__EXERCISE TASKS__:
• 1. Update the stretch of the Bob Dorough passage from "What the Gen" through "for the job.", putting "grammar" where "mathematics" appears.
• 2. Name every album and song title mentioned in the Bob Dorough passage.
• 3. Pick up the Bob Dorough passage after its last sentence and keep it going.

__EXCERPTED TEXT__:

========================================================================

What the Gen Xers don’t know, though, is the that the Rock’s foundation is actually jazz. Bob Dorough, who wrote the bulk of the exactly 180-second ditties, is an accomplished pianist in his own right. He began his recording career in 1956 with a record called Devil May Care and has had a steady following among vocal jazz enthusiasts ever since. One of his records of the late ’60s, Pop Art Songs, presented tuneful versions of minutiae—“I’d written an album of songs where I sing ordinary pieces of paper,” he boasts—such as a mattress label in “Do Not Remove This Tag” and a dictionary entry in “Love (Webster’s Definition).” A few years later, Dorough’s partner at the time, Ben Tucker, heard about a project to teach kids mathematics with music. He figured Dorough’s Pop sensibilities made for a perfect match, so he recommended his friend for the job.

========================================================================

__RECORDS__:
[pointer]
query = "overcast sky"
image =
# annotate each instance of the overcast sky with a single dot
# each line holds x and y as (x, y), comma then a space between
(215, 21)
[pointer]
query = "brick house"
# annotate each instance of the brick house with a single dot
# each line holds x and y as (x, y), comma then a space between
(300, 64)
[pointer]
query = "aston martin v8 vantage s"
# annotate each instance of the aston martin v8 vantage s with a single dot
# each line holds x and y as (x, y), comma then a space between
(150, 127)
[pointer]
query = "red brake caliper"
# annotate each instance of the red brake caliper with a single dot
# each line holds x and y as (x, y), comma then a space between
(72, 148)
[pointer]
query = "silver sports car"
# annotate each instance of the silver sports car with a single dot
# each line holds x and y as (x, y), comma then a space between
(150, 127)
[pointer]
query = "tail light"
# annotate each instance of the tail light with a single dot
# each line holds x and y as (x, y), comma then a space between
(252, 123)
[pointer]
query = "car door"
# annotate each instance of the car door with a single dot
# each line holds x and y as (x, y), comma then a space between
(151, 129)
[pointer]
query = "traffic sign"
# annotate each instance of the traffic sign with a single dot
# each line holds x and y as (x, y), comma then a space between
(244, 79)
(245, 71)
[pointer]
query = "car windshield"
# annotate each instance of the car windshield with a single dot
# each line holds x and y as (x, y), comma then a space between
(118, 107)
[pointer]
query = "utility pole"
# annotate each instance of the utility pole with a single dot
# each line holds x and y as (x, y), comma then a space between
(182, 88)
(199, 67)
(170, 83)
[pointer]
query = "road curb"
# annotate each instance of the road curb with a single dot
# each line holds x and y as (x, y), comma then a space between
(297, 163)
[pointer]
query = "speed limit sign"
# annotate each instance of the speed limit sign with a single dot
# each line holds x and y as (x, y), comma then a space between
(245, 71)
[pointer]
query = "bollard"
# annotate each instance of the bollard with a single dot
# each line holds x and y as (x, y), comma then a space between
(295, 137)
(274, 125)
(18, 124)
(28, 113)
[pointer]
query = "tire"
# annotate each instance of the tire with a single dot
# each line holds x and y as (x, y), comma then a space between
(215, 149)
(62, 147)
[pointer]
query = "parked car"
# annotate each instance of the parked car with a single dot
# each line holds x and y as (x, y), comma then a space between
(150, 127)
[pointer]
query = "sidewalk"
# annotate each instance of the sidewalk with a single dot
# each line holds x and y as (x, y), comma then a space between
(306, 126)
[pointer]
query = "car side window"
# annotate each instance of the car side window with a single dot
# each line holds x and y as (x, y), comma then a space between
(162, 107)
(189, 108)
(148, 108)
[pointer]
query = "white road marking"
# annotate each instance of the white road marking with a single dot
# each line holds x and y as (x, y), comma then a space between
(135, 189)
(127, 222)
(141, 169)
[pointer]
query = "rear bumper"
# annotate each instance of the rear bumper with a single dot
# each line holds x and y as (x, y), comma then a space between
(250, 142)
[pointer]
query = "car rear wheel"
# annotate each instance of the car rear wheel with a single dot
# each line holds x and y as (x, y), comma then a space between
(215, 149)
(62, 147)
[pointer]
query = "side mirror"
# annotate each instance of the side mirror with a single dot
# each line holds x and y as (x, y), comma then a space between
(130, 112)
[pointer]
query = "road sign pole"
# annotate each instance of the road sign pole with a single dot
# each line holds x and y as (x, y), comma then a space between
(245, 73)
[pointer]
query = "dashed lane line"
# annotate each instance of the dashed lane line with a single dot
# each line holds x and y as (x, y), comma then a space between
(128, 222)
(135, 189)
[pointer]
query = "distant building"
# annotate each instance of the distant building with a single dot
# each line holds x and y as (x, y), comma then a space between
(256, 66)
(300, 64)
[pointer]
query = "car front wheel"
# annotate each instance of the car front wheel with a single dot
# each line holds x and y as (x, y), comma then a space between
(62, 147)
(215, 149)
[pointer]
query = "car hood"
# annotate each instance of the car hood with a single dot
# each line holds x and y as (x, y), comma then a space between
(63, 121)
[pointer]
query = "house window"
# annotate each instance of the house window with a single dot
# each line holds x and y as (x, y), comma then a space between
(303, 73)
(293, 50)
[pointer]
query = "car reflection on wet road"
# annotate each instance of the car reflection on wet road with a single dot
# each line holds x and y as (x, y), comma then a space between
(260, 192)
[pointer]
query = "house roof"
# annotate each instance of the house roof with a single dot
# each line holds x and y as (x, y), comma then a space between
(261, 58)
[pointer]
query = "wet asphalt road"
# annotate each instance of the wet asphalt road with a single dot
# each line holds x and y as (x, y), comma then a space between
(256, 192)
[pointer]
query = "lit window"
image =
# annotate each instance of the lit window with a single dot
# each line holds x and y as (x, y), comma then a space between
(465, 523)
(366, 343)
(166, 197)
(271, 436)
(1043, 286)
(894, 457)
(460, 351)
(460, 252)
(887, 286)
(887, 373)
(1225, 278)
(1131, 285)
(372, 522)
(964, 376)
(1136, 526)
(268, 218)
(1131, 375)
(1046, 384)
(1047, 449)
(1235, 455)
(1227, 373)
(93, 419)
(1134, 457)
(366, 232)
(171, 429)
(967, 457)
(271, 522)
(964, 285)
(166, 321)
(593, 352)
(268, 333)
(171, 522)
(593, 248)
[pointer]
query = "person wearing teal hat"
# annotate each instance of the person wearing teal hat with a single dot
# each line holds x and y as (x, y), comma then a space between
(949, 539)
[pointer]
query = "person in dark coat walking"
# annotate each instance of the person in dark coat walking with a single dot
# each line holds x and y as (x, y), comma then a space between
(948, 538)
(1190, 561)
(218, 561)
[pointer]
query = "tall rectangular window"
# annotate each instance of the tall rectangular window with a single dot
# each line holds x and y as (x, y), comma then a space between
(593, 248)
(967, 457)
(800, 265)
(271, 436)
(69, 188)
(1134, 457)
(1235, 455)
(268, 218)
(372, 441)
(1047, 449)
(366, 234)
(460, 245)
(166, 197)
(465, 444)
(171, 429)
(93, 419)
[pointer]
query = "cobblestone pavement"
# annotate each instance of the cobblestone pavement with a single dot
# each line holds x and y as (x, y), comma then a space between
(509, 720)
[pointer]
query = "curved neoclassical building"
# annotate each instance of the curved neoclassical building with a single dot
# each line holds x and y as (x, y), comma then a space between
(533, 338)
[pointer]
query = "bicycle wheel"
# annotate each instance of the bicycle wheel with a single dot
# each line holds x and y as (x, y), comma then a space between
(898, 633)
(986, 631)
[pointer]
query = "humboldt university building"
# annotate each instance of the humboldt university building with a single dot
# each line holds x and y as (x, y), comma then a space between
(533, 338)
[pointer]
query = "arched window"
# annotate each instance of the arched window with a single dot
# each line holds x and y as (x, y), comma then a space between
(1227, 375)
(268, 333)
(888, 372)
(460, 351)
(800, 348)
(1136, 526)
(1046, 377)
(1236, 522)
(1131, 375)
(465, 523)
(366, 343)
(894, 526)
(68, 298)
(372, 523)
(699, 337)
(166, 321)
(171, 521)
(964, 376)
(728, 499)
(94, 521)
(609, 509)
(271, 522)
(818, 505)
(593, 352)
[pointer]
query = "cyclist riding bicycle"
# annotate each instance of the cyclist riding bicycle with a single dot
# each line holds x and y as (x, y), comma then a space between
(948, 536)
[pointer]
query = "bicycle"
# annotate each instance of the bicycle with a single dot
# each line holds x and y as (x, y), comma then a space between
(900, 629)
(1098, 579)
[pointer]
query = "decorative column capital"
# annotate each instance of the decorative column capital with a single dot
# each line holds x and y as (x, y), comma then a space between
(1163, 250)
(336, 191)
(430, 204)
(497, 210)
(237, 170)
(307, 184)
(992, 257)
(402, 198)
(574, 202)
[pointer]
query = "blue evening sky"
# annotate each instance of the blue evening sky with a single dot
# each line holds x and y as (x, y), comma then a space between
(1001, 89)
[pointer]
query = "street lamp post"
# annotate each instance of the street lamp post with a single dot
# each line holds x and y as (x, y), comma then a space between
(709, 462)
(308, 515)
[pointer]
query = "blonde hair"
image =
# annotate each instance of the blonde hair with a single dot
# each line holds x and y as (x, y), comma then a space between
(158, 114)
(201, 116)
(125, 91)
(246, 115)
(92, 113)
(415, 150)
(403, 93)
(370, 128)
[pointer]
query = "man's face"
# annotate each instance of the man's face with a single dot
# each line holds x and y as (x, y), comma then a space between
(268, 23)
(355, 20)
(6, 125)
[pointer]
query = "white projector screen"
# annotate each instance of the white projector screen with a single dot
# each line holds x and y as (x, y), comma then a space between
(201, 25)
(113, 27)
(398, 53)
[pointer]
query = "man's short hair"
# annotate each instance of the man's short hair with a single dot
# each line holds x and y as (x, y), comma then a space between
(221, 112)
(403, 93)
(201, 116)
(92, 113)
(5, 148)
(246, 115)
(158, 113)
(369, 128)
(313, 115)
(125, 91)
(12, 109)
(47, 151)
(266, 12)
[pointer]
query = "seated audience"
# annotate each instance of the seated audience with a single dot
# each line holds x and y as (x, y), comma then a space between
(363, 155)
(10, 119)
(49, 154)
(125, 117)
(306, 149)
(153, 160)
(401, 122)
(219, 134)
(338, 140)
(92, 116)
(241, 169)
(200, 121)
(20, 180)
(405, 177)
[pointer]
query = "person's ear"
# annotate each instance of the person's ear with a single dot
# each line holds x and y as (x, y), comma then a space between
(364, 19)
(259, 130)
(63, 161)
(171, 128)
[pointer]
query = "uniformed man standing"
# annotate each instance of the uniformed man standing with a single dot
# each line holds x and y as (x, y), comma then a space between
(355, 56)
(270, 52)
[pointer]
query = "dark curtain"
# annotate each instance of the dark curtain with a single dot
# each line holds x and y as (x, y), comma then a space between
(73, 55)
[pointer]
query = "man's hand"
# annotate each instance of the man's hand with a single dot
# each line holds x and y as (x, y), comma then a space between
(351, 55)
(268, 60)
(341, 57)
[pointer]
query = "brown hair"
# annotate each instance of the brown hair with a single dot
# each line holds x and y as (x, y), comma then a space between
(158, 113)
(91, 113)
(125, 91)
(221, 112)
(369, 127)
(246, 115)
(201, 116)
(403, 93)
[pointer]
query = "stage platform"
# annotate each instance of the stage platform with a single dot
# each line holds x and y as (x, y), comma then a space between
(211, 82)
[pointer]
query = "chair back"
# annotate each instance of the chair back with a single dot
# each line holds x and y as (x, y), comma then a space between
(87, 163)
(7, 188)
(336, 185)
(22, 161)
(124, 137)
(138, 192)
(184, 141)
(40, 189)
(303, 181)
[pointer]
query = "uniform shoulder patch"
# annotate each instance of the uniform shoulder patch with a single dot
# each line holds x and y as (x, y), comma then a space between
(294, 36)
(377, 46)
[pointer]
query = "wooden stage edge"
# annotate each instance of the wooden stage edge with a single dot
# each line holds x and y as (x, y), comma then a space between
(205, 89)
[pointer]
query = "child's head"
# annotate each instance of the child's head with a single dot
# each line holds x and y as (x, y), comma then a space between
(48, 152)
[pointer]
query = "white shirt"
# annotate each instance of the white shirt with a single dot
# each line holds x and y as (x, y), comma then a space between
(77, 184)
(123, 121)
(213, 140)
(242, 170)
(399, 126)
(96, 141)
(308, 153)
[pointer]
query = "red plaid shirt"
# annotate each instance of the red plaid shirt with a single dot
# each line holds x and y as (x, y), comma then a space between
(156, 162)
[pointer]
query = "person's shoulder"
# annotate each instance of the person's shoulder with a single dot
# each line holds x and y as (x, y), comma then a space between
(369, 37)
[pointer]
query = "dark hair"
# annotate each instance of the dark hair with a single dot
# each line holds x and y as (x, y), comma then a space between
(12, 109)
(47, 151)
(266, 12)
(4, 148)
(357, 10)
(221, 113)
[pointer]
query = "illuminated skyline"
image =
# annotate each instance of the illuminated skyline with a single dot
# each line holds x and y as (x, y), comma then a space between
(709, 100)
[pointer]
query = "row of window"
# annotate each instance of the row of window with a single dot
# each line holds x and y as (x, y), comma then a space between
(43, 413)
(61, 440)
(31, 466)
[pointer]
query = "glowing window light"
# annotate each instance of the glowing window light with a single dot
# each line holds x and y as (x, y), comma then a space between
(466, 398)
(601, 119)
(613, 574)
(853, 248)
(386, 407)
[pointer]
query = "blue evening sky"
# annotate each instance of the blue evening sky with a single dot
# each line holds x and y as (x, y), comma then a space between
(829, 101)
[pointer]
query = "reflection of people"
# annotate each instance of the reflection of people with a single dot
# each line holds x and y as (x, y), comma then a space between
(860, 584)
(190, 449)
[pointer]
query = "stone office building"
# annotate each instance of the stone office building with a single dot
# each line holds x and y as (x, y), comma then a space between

========================================================================

__RESPONSES BY TASK__:
• 1.
What the Gen Xers don’t know, though, is the that the Rock’s foundation is actually jazz. Bob Dorough, who wrote the bulk of the exactly 180-second ditties, is an accomplished pianist in his own right. He began his recording career in 1956 with a record called Devil May Care and has had a steady following among vocal jazz enthusiasts ever since. One of his records of the late ’60s, Pop Art Songs, presented tuneful versions of minutiae—“I’d written an album of songs where I sing ordinary pieces of paper,” he boasts—such as a mattress label in “Do Not Remove This Tag” and a dictionary entry in “Love (Webster’s Definition).” A few years later, Dorough’s partner at the time, Ben Tucker, heard about a project to teach kids grammar with music. He figured Dorough’s Pop sensibilities made for a perfect match, so he recommended his friend for the job.

• 2.
Devil May Care
Pop Art Songs
"Do Not Remove This Tag"
"Love (Webster's Definition)"

• 3.
In 1973, New York advertising agency McCaffery and McCall came up with the idea for a series of songs that would teach multiplication by rote. (David B. McCall’s son can actually take the credit. He couldn’t learn his times tables but could sing every word ever howled by Mick Jagger. Thus, his father thought, “Why not put the numbers to music?”) The firm found a genius, in the form of Dorough, to write them, and took them to ABC, where some hotheaded kid named Michael Eisner (same one) was looking for a series of the very kind. Eisner thought Multiplication Rock was a hit and got the group to do more: Grammar Rock, America Rock, Science Rock, Scooter Computer and Mr. Chips, Money Rock, and—as “My Hero Zero” would say—“Et cetera, ad infinitum, ad astra, forever and ever.”

Dorough’s main accomplishment for Schoolhouse was his 1974 Grammy for Multiplication Rock, the only songs issued as an LP as well as a TV series. He went about writing them in a way different from any jazz piece. “I wouldn’t let myself write for a couple of weeks. I thought. I looked in some math books I happen to be a collector of. I’m sort of an amateur mathematician,” he says. But the world’s most melodic mathematician did have some concerns: “All of the multiplications tables have the same rhythm pattern, right? How would I ever get some variety in it?”

It was McCall who gave him the best advice: “He said, ‘Don’t write down.’” So Dorough didn’t condescend. He wrote straight on, never compromising his credibility. And the kids bought it, listening to his familiar drawl, learning and singing along to lyrics like “now the ride of Paul Revere set the nation on its ear” from “The Shot Heard ’Round the World.” He became everyone’s favorite uncle from Arkansas—just the right kind of guy to be Schoolhouse Rock’s music director.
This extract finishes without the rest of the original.